• _Work to be completed_: Rewrite the lines below as a numbered list, starting at the line that contains "Question. Indicate the textured" and ending at the line that contains "(1257, 481)". Skip blank lines, and leave the pictures out.
— start —
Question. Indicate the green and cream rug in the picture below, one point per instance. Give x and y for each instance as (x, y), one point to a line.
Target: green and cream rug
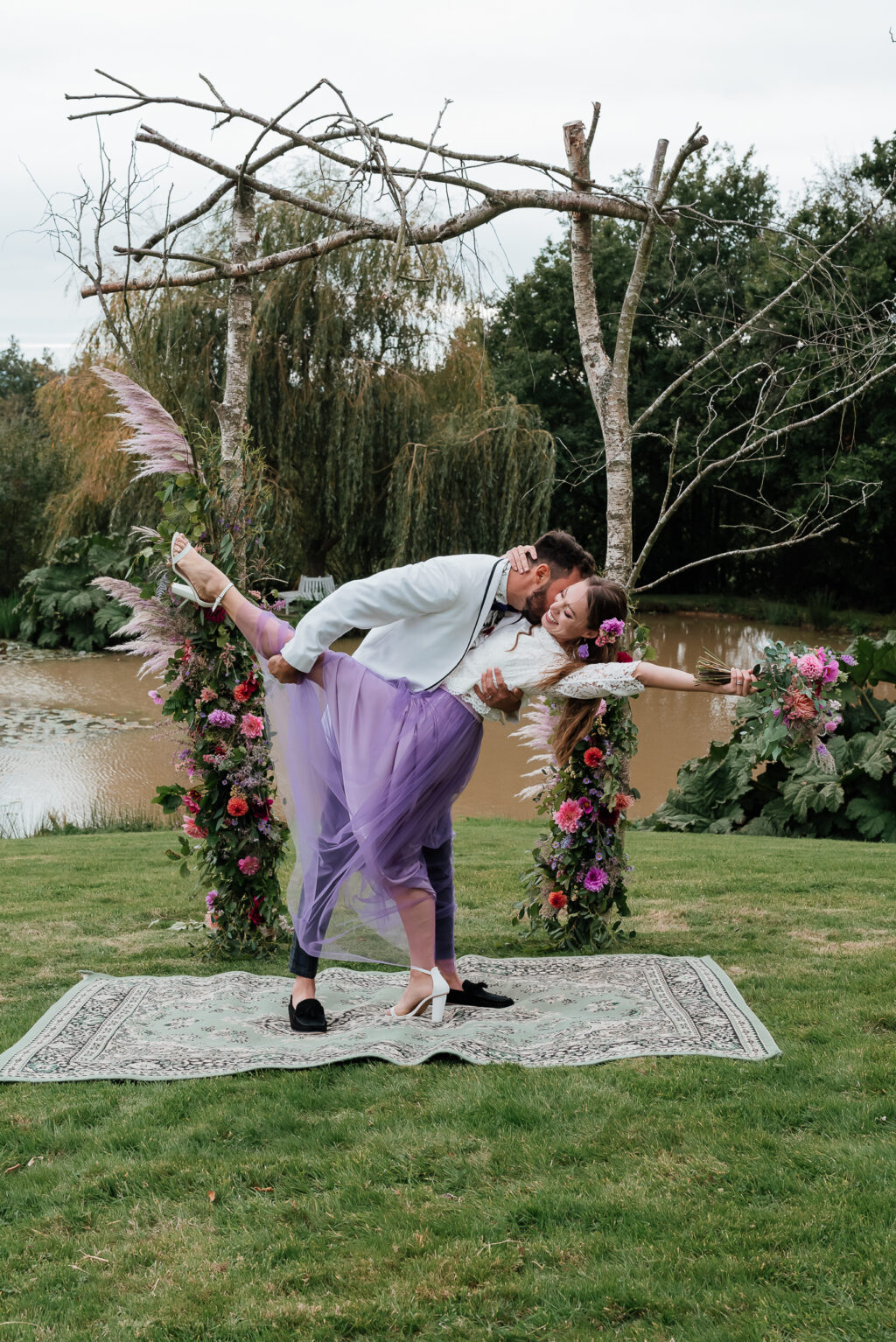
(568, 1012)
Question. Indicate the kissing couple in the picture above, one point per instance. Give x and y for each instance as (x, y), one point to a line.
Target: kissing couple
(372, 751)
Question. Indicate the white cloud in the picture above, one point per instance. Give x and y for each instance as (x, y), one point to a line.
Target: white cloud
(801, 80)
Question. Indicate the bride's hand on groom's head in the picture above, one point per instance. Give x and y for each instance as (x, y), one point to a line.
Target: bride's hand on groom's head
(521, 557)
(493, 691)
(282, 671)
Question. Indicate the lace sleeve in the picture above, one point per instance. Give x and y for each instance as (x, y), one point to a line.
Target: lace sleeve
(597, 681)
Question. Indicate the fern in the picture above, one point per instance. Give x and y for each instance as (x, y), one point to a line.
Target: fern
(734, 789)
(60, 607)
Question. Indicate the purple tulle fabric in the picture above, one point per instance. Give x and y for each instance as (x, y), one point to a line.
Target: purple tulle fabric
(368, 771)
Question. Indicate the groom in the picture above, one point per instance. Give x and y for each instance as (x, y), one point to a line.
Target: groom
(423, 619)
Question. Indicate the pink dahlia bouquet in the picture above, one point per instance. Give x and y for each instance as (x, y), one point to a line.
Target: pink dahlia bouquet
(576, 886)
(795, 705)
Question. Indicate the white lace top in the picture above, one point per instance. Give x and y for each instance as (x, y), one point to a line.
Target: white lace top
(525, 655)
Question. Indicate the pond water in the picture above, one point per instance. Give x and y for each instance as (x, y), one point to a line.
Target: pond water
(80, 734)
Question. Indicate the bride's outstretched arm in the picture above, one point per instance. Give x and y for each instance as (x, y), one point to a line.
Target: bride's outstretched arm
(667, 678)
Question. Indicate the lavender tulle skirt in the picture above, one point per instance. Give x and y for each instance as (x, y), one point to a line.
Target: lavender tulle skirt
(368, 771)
— end —
— start —
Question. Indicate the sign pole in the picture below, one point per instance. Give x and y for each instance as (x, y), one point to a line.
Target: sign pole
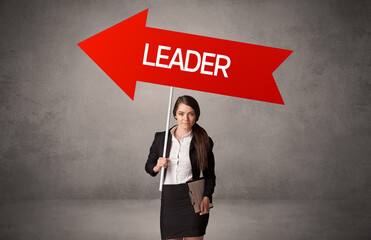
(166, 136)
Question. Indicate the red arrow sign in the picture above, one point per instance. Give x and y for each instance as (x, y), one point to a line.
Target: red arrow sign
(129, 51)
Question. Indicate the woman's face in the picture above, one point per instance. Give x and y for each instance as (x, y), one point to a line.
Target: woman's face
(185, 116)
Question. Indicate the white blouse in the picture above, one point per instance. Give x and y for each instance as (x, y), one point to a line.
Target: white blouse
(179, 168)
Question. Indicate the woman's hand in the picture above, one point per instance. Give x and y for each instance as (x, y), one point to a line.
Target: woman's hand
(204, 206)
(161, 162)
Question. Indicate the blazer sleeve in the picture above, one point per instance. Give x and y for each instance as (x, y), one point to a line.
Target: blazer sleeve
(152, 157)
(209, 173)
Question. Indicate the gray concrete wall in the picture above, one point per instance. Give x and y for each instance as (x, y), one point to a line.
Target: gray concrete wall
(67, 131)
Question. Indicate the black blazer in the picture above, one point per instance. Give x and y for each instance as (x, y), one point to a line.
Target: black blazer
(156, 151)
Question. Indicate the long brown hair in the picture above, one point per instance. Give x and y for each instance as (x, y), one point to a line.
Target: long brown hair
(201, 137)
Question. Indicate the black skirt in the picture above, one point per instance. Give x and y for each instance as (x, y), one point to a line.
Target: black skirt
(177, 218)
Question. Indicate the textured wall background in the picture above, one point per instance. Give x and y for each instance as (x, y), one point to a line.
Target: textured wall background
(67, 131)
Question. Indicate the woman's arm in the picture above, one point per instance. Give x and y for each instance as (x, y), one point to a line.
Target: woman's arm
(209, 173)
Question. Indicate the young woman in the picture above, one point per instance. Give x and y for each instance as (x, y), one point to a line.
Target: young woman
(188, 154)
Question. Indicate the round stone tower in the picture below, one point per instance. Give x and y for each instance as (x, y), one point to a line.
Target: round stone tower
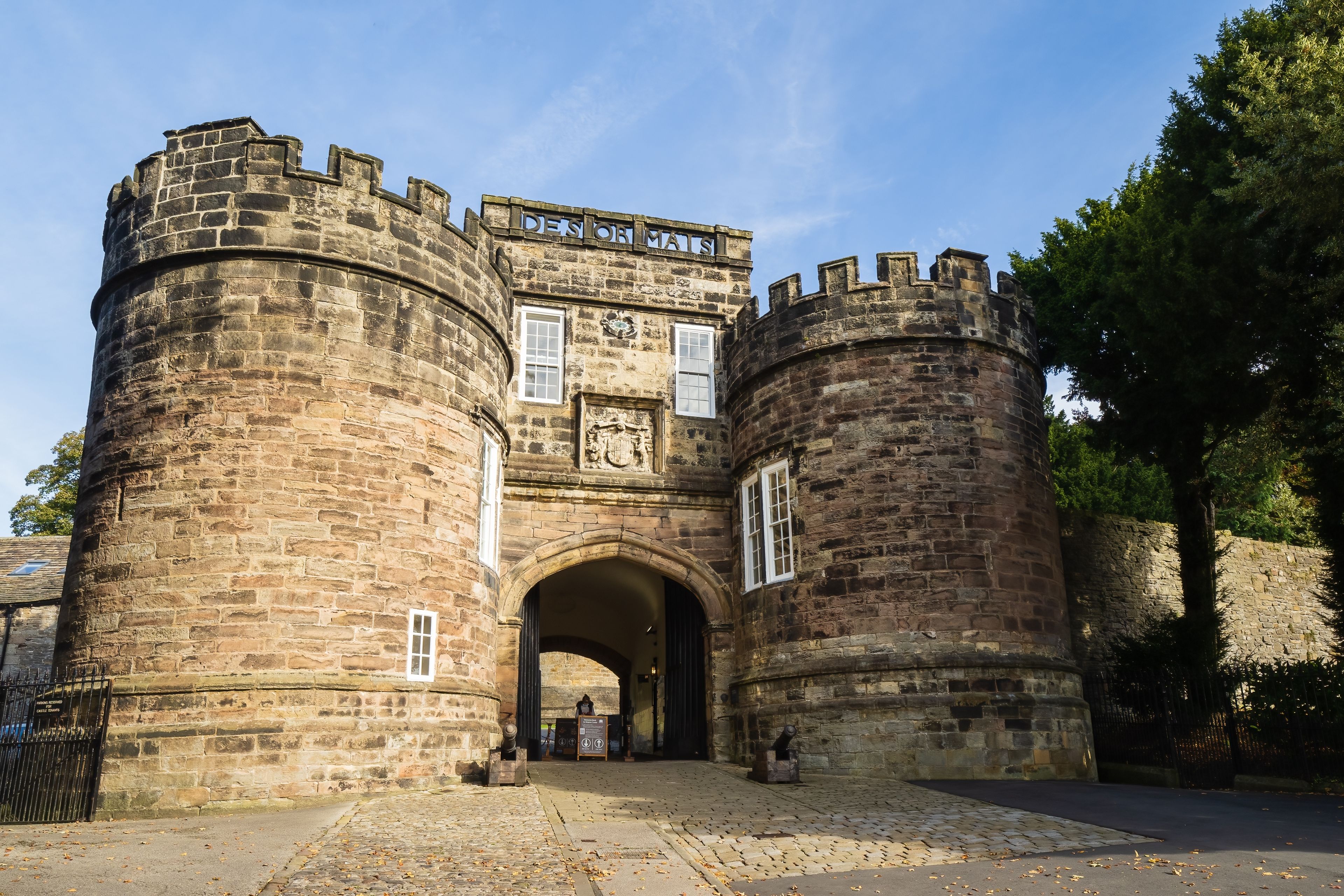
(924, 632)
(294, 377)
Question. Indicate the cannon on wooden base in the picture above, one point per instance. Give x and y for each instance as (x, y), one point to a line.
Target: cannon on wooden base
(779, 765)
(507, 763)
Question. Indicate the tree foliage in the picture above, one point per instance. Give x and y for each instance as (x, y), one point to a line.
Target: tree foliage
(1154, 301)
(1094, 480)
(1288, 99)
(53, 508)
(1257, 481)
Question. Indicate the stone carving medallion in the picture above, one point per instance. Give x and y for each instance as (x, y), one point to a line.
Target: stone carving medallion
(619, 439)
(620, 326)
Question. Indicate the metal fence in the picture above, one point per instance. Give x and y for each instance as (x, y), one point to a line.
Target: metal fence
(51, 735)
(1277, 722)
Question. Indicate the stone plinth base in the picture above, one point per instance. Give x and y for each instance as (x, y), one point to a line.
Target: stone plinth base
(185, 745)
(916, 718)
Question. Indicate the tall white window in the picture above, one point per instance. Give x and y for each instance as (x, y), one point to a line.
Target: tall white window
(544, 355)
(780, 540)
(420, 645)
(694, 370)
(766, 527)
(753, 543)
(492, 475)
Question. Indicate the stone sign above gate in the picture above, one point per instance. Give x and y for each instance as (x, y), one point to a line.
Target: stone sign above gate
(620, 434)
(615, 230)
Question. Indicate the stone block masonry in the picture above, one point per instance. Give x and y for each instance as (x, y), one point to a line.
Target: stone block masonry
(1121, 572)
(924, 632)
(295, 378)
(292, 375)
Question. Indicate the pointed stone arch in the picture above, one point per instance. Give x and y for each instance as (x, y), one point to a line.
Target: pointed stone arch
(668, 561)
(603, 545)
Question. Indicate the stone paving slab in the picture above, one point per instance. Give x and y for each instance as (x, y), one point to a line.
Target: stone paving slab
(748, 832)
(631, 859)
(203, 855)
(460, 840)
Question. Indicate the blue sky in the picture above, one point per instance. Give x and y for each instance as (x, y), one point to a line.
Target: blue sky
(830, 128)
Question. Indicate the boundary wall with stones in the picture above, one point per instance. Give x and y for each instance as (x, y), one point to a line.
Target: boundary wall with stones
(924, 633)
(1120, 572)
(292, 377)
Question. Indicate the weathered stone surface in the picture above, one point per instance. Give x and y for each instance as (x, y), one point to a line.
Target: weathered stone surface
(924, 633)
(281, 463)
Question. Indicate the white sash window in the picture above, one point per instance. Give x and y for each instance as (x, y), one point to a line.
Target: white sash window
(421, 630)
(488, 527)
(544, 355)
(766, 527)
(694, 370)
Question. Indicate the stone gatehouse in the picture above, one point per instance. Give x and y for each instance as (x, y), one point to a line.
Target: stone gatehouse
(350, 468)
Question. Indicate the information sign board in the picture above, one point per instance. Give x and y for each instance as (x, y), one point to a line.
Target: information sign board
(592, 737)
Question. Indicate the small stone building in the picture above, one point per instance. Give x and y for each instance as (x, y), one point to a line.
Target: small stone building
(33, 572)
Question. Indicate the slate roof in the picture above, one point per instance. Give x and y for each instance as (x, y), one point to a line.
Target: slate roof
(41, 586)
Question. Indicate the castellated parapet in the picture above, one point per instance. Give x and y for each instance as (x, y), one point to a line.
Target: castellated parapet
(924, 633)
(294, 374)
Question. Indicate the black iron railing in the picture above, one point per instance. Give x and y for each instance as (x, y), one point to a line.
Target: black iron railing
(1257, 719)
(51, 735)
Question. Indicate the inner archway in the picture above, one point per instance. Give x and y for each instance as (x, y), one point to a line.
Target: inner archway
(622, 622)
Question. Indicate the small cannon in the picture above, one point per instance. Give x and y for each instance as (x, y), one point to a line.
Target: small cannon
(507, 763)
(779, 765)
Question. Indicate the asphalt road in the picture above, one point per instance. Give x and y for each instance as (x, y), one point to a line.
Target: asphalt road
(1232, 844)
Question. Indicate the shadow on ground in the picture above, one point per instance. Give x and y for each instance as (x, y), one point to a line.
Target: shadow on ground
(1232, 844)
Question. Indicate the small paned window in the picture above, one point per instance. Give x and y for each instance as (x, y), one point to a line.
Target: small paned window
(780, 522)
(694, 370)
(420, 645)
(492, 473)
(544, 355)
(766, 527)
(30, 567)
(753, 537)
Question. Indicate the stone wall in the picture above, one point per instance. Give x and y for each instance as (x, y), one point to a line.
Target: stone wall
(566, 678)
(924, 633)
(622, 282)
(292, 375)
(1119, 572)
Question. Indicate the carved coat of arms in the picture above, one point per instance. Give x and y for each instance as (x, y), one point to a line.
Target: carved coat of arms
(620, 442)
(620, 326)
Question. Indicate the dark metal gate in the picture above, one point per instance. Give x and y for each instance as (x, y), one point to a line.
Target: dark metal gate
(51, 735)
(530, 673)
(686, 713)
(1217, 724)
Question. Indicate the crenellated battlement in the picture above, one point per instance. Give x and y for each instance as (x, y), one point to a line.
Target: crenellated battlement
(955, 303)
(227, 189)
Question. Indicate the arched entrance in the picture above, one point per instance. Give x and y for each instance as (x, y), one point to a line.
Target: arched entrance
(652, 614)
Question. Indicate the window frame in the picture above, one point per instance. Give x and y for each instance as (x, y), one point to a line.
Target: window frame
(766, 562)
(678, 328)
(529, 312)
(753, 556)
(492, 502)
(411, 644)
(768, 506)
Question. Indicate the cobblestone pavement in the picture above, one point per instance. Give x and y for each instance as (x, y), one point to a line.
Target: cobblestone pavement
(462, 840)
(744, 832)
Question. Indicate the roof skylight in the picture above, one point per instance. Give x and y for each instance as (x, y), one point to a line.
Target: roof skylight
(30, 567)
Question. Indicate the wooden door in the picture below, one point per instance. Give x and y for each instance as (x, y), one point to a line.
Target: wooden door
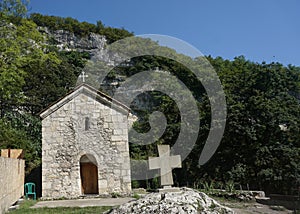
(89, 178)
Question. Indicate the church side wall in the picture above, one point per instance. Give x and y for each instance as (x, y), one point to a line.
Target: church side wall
— end —
— start —
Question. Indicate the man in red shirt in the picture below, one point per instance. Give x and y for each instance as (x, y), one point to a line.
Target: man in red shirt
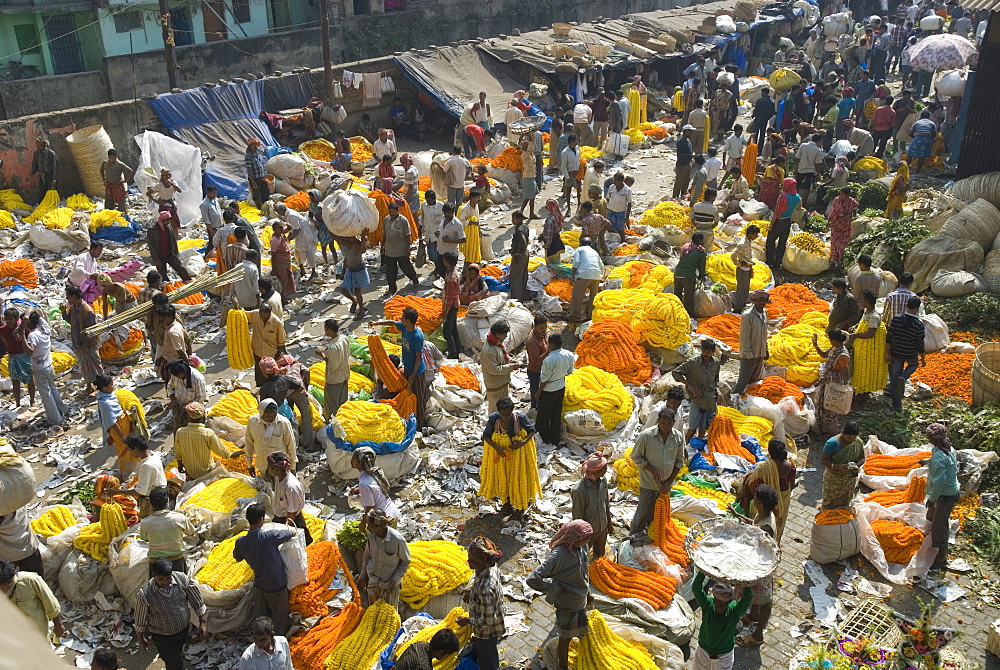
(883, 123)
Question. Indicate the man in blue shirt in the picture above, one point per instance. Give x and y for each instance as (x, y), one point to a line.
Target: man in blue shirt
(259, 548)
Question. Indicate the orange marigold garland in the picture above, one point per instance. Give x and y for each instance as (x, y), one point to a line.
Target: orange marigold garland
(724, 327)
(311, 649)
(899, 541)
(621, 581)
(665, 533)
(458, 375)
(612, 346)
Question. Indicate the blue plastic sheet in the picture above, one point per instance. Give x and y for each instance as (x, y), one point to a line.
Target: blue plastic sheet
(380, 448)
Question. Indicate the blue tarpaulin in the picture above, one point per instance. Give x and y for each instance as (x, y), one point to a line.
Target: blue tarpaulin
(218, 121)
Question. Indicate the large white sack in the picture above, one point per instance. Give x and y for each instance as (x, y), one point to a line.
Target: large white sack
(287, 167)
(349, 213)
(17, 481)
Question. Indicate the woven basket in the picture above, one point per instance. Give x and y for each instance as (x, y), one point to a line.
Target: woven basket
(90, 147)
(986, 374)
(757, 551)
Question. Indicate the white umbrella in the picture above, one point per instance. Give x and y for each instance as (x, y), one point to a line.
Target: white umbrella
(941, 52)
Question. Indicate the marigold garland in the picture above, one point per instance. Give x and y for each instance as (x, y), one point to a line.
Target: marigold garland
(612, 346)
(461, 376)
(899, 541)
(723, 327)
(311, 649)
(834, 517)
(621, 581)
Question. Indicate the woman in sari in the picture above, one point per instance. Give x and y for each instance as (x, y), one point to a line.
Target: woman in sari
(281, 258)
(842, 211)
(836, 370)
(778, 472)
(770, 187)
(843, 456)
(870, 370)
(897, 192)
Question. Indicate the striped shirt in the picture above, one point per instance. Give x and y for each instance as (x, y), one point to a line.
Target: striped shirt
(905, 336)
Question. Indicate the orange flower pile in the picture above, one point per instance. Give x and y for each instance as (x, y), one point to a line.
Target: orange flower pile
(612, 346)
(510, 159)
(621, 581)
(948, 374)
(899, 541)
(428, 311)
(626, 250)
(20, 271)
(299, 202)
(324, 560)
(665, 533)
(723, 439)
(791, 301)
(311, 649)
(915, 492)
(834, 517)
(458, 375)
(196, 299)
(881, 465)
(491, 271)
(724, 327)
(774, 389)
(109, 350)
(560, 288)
— end —
• _Complete output_:
1. Question. Indicate the textured wall background in the picture above, one point per instance. Give x and y for each instance as (x, y), one point to a line.
2. Target: textured wall background
3. (67, 131)
4. Question. Indicate the woman's arm in the picture above, one point per instance. Give x and y for each instance as (x, y), one point to a line.
5. Target: woman's arm
6. (209, 173)
7. Question. Indicate the young woman in the picture above, one point per instance. Give x and y for each instance as (x, y), one point to a line.
8. Target: young woman
9. (188, 154)
10. Question. Indicate the round stone tower in the picture below, one point per instance. Give x and y for each instance as (x, y), one point to a line.
11. Target: round stone tower
12. (924, 632)
13. (294, 377)
14. Question. Indicate the cannon on wooden base in the picture above, one point per instance. Give x and y for each instance as (x, y), one point to a line.
15. Target: cannon on wooden base
16. (779, 765)
17. (507, 763)
18. Question. Indicate the tree foliage in the picture above, one point per instance. Give x and y for each instance as (x, y), one point to a line.
19. Target: tree foliage
20. (1154, 301)
21. (1094, 480)
22. (1288, 99)
23. (53, 508)
24. (1257, 481)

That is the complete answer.